STATED EXERCISE
Retype the passage from the article on the Open the Door talent show word for word, starting with "India's 25th Annual" and going on through "the Door 2023.".

TEXT PASSAGE

Open the Door for "WE"

Ishita Sanyal • March 27, 2023

India's 25th Annual Talent Show for Specially-Abled Youth

by Ishita Sanyal, founder of Turning Point India & leader of Global Play Brigade India


Ashwini is a young person living in a remote area of West Bengal, India. He has been a member of Turning Point India  an organization that fights mental health stigma – for several few years now. Very aware of his moderate intellectual disability, low vision, and speech difficulties, Ashwini hardly spoke or participated in activities at first. I would hardly see him getting pleasure and enjoying life. He was not accustomed to the Zoom interface so when we started virtual Global Play Brigade sessions in India, Ashwini would silently join with his father or sister. With this in mind, I was quite surprised to witness his significant change and development through the process of Open the Door 2023.


Turning Point, in collaboration with Global Play Brigade, presented the virtual Open The Door online program on 7th January, 2023 to commemorate its 25th year of journey in the field of mental health. Open the Door is a global event that showcases the talents of specially-abled people. This often ignored population gets an opportunity to connect with people around the world; to play together, to have fun, to build, and to re-initiate development together in a secure and enthusiastic environment. This is creating the magic - the magic of performance & connection with others.

STORED ROWS
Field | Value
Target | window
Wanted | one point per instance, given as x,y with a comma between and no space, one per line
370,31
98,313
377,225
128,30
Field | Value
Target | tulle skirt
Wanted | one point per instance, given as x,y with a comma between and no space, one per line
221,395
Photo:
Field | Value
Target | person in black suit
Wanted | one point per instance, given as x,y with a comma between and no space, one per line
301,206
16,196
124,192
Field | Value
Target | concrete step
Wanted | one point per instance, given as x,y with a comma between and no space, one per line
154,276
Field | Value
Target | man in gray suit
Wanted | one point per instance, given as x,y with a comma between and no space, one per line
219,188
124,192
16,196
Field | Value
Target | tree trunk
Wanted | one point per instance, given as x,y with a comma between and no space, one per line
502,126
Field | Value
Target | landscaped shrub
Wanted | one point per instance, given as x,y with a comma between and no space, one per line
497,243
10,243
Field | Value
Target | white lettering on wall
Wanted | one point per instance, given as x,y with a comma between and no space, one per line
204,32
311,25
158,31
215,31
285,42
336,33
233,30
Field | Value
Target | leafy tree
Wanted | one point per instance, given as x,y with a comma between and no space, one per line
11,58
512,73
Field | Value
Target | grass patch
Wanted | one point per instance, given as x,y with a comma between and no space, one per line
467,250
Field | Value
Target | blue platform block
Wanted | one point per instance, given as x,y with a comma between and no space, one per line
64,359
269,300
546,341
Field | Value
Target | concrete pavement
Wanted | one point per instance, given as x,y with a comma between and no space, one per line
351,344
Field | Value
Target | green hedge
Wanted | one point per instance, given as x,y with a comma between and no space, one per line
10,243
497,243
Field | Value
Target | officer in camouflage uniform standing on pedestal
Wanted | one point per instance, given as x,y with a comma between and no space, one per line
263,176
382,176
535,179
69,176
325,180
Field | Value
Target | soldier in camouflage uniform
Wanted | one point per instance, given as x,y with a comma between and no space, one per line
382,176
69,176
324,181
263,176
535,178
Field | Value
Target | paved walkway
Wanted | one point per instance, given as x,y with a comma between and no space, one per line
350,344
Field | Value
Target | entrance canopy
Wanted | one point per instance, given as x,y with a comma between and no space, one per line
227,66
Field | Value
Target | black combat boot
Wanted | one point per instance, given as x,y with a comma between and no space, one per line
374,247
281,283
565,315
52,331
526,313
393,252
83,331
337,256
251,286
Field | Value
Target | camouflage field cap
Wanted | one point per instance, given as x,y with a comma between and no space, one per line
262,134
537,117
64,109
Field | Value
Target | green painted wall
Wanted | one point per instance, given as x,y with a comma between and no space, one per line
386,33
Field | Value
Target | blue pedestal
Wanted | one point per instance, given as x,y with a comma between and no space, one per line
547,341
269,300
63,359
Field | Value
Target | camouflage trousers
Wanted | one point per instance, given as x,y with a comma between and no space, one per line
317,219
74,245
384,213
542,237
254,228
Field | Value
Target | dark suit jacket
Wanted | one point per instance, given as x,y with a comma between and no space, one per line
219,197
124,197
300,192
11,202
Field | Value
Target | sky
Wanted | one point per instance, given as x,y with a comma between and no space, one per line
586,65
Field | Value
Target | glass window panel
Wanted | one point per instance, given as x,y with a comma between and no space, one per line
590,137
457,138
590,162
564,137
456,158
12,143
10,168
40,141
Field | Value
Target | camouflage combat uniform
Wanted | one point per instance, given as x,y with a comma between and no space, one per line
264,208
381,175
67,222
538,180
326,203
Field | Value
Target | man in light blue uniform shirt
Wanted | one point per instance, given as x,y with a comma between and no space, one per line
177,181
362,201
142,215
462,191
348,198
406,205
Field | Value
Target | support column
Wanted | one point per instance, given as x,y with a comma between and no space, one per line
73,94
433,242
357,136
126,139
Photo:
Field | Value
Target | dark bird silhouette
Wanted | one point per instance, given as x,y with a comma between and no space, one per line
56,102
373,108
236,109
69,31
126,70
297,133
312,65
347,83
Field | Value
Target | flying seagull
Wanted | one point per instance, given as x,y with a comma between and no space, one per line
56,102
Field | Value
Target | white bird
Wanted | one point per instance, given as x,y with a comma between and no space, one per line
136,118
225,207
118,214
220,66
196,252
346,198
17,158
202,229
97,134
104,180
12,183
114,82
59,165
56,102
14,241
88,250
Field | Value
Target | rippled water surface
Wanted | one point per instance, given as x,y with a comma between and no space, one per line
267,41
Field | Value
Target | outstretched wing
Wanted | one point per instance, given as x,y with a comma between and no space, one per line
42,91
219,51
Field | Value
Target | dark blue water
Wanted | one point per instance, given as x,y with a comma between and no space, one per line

RESPONSE
India's 25th Annual Talent Show for Specially-Abled Youth

by Ishita Sanyal, founder of Turning Point India & leader of Global Play Brigade India


Ashwini is a young person living in a remote area of West Bengal, India. He has been a member of Turning Point India  an organization that fights mental health stigma – for several few years now. Very aware of his moderate intellectual disability, low vision, and speech difficulties, Ashwini hardly spoke or participated in activities at first. I would hardly see him getting pleasure and enjoying life. He was not accustomed to the Zoom interface so when we started virtual Global Play Brigade sessions in India, Ashwini would silently join with his father or sister. With this in mind, I was quite surprised to witness his significant change and development through the process of Open the Door 2023.